• _Provided data_:
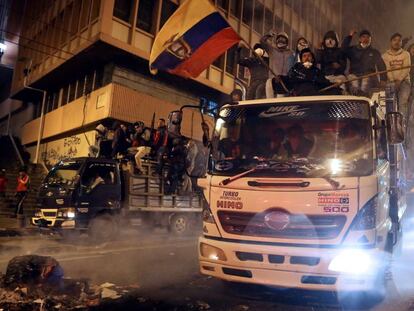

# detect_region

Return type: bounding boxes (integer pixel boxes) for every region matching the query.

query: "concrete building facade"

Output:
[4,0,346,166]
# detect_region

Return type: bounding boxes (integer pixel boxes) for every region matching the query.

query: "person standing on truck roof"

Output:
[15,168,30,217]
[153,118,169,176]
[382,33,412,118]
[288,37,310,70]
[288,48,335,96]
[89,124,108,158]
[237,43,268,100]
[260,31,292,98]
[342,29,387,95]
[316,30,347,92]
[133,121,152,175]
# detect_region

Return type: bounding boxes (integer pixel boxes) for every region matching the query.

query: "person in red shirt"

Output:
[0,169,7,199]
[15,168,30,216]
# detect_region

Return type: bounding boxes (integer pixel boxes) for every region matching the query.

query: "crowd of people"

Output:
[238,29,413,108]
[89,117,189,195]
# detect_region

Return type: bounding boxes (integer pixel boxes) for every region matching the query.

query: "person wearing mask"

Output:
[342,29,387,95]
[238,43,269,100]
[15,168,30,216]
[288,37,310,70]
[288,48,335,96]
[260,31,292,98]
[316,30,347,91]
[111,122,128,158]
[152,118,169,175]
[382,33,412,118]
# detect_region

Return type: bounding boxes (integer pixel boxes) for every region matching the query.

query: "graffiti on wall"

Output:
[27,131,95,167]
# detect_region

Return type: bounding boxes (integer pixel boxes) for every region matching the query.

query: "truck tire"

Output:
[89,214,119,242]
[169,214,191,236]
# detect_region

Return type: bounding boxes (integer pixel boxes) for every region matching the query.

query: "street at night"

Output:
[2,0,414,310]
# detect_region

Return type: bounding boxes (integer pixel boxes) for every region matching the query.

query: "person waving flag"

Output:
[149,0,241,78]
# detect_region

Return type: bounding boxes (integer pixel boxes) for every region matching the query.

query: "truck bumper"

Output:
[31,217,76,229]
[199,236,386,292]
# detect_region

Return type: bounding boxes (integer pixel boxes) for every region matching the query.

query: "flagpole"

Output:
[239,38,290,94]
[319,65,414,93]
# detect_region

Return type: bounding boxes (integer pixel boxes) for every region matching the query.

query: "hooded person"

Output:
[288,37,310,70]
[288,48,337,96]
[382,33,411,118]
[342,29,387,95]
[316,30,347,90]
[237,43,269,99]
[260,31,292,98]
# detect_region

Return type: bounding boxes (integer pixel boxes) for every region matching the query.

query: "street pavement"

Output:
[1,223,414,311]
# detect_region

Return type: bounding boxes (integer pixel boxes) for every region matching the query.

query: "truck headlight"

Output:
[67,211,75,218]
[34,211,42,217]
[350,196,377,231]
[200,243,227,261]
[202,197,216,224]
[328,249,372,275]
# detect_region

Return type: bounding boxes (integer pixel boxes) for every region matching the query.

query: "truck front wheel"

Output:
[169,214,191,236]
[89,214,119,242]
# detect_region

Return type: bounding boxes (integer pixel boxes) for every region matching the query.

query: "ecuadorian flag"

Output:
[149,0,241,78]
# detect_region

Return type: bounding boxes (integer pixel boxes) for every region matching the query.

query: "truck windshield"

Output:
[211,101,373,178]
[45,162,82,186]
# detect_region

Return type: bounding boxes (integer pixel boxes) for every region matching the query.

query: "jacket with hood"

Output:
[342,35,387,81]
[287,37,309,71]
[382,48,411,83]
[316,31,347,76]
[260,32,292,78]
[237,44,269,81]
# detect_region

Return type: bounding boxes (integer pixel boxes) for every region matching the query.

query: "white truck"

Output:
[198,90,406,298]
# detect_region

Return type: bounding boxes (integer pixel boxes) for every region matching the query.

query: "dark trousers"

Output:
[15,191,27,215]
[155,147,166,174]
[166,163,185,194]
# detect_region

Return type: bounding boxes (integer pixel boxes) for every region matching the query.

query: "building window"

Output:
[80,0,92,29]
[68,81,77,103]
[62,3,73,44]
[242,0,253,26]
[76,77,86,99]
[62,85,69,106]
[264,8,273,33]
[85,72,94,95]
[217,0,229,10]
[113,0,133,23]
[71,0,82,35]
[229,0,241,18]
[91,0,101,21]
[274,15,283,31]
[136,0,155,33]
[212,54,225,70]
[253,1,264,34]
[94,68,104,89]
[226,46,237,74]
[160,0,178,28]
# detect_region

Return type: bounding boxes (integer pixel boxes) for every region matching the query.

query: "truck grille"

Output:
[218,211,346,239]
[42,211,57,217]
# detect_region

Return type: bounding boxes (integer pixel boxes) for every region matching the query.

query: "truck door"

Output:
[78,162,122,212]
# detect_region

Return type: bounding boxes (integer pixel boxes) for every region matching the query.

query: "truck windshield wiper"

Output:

• _What you should do_:
The records above must be printed exactly; the pictures stay out.

• _Answer_:
# detect_region

Return type: bounding boxes (integer pixel boxes) for every region matching the query.

query: "concrete building facade"

Output:
[4,0,346,166]
# detect_region

Return type: bounding boxes (integer pixel boxes) for every region matching the query.

query: "person standing on truck roof"

Output:
[15,168,30,217]
[153,118,169,176]
[382,33,412,118]
[288,37,310,70]
[288,48,335,96]
[89,124,108,158]
[237,43,268,100]
[260,31,292,98]
[342,29,387,95]
[316,30,347,92]
[133,121,152,175]
# detect_region

Return type: bounding boxes (integer pixel boxes) for every region matching the query.

query: "person in red shirt"

Output:
[0,169,7,199]
[15,168,30,216]
# detect_region

Return type: bounding boxes (integer pixel boxes) for every region matching the query.

query: "crowd of people"

Output:
[238,29,413,108]
[89,117,189,195]
# detect_region

Return type: bounding boxes (integer pixel boxes) for every region matching the query.

query: "person wearing mask"

Output:
[342,29,387,95]
[238,43,269,100]
[15,168,30,216]
[288,37,310,70]
[288,48,335,96]
[260,31,292,98]
[316,30,347,91]
[111,122,128,158]
[152,118,169,175]
[382,33,412,118]
# detect_region

Return type: bounding boxes (integer pixel boxes) for every region matching the query.

query: "graffiti on wall"

Output:
[27,131,95,167]
# detect_region

Return type: bounding boxes (integer pixel boxes) for every region matching the query.

query: "truck tire"

Output:
[89,214,119,242]
[169,214,191,236]
# detect_region

Return type: bounding boxes (integer pixel boxes) for every region matching the query.

query: "street at night"

Output:
[2,0,414,310]
# detect_region

Return type: bounding boxes (integer pixel boxes) for every region matching the query.

query: "person waving flag"

Output:
[149,0,241,78]
# detect_region

Return type: bounding boxes (integer pixel boxes) for every region matching the query.

query: "truck bumper"

Output:
[31,217,76,229]
[199,236,386,292]
# detect_region

Return type: bounding boxes (integer pixel boxes) for every region matching the query.

query: "flagpole"

Output:
[239,38,290,94]
[319,65,414,93]
# detect_region

Return type: bounding boxes (integer pixel boxes) for every region matching the query.

query: "hooded person"

Output:
[288,37,310,70]
[288,48,337,96]
[382,33,411,118]
[342,29,387,95]
[316,30,347,90]
[237,43,269,99]
[260,31,292,98]
# detect_region

Return type: bounding boxes (integer pixel boxes) for every region matching the query.

query: "street pavement"

Output:
[1,223,414,311]
# detect_region

Return type: bounding boxes (integer pixel boxes) for every region matching the query.

query: "truck headlight"

Output:
[67,211,75,218]
[34,211,42,217]
[350,196,377,231]
[200,243,227,261]
[202,197,216,224]
[328,249,372,275]
# detect_region

Return type: bounding boxes (integer pixel boxes) for every region matching the query.

query: "truck front wheel"

Output:
[169,214,191,236]
[89,214,119,242]
# detect_region

Return type: bounding boxes (integer pixel boxes) for every region matching the query.

query: "ecuadorian flag"

Output:
[149,0,241,78]
# detect_region

Return type: bounding boxes (integer pixel boxes) for every region matching the query.

query: "truck windshield"

Output:
[211,101,373,178]
[45,162,82,186]
# detect_region

Return type: bounding boxes (integer pixel boxes) for every region matching the query.

query: "jacket with hood"

Output:
[342,35,387,81]
[287,37,309,71]
[382,48,411,83]
[316,31,347,76]
[260,32,292,78]
[237,44,269,81]
# detect_region

Return type: bounding boxes (integer pixel boxes) for every region matching the query.

query: "white truck"

Output:
[198,90,406,298]
# detect_region

Return type: bounding boxes (integer pixel boxes) for every region matching the query.

query: "dark trousers"

Output:
[15,191,27,215]
[155,147,166,174]
[166,163,185,194]
# detect_region

Return type: bounding boxes (integer pixel boxes) for every region matching the query.

query: "building window"

Output:
[80,0,92,29]
[68,81,77,103]
[62,3,73,44]
[242,0,253,26]
[76,77,86,99]
[62,85,69,106]
[264,8,273,33]
[85,72,94,95]
[217,0,229,10]
[113,0,133,23]
[71,0,82,35]
[229,0,241,18]
[91,0,101,21]
[274,15,283,31]
[136,0,155,33]
[212,54,225,70]
[253,1,264,34]
[94,68,104,89]
[226,46,237,74]
[160,0,178,28]
# detect_region

Return type: bounding boxes (integer pixel boxes) for every region matching the query.

query: "truck grille"

Output:
[218,211,346,239]
[42,211,57,217]
# detect_region

Return type: bounding boxes (integer pixel boxes) for every region matching the query.

query: "truck door"

Output:
[78,162,122,212]
# detect_region

Return type: bounding boxes (integer pixel boxes) for every region matching the query.

query: "truck windshield wiper"

Output:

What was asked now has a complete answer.